Prediction of Protein Function from Primary Structure

Paul J. Tan1, Vladimir Brusic2, Asif M. Khan, Judice L.Y. Koh, Seng-Hong Seah
1tjtan@i2r.a-star.edu.sg, I2R; 2vladimir@i2r.a-star.edu.sg, I2R

A common assumption that protein structure implies its function is useful in some cases, but has very limited application with active peptides. A single amino acid substitution may completely abrogate functional effects, commonly seen with the disruption of active sites in proteins. At the other extreme, a single protein may exert multiple functional effects. For example, a single snake venom phospholipase A2 toxin is known to act as a myotoxic, cytotoxic, edema inducing and a platelet-effecting agent.


We have developed an approach for predicting the presence of a specific functional effect for active peptides. The approach consists of multiple steps: a) collection of protein sequences from multiple sources, b) data cleaning and functional annotation, c) definition of basic structure-function unit groups, and d) prediction of protein function by an intelligent agent. The first two steps are facilitated by using our data warehousing platform (BioWare) which enables rapid building of specialised searchable databases. BioWare facilitates sequence entry annotation and enrichment by functional annotations. A basic structure-function unit group consists of sequences that share both high primary sequence identity and functional properties. The intelligent agent compares query sequence with the basic structure-function unit groups and uses a set of rules to determine the putative function of a protein.
┄┄┄┄┄┄
Reproduce word for word the part of the protein function abstract that begins with "Paul J. Tan1, Vladimir" and stops after "a platelet-effecting agent.".

# Exercise data:
┄┄┄┄┄┄
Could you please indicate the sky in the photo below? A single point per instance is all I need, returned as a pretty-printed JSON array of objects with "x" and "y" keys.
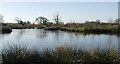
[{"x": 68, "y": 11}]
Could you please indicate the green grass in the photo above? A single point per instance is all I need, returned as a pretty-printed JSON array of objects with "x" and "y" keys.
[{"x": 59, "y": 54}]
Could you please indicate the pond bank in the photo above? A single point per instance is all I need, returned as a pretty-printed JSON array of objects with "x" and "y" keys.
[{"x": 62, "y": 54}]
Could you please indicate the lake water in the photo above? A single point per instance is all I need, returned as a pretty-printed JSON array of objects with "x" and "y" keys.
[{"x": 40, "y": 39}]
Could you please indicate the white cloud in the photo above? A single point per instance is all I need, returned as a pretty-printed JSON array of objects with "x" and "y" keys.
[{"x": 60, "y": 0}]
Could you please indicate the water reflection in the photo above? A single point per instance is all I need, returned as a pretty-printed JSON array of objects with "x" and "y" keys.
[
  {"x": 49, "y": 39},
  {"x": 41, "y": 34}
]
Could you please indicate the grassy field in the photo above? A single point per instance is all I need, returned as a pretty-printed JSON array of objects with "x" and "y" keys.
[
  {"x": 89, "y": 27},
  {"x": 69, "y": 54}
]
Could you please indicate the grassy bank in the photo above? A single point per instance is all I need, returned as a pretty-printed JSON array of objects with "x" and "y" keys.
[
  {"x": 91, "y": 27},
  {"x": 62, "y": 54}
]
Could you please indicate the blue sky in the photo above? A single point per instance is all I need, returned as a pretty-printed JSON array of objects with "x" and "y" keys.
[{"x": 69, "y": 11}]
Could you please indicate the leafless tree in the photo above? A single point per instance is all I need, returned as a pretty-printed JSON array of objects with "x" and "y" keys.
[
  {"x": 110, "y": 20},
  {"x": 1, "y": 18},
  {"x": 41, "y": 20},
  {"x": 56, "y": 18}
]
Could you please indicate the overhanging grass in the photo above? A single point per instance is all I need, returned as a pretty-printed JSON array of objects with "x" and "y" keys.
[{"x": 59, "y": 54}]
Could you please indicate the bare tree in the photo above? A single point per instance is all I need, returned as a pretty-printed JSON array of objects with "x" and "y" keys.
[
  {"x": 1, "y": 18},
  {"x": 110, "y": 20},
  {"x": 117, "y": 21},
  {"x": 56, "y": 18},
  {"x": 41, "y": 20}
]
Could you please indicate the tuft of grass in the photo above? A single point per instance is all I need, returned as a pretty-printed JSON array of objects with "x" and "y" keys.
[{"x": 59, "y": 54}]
┄┄┄┄┄┄
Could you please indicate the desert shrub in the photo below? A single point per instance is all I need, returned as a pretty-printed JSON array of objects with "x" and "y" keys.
┄┄┄┄┄┄
# Completed exercise:
Paul J. Tan1, Vladimir Brusic2, Asif M. Khan, Judice L.Y. Koh, Seng-Hong Seah
1tjtan@i2r.a-star.edu.sg, I2R; 2vladimir@i2r.a-star.edu.sg, I2R

A common assumption that protein structure implies its function is useful in some cases, but has very limited application with active peptides. A single amino acid substitution may completely abrogate functional effects, commonly seen with the disruption of active sites in proteins. At the other extreme, a single protein may exert multiple functional effects. For example, a single snake venom phospholipase A2 toxin is known to act as a myotoxic, cytotoxic, edema inducing and a platelet-effecting agent.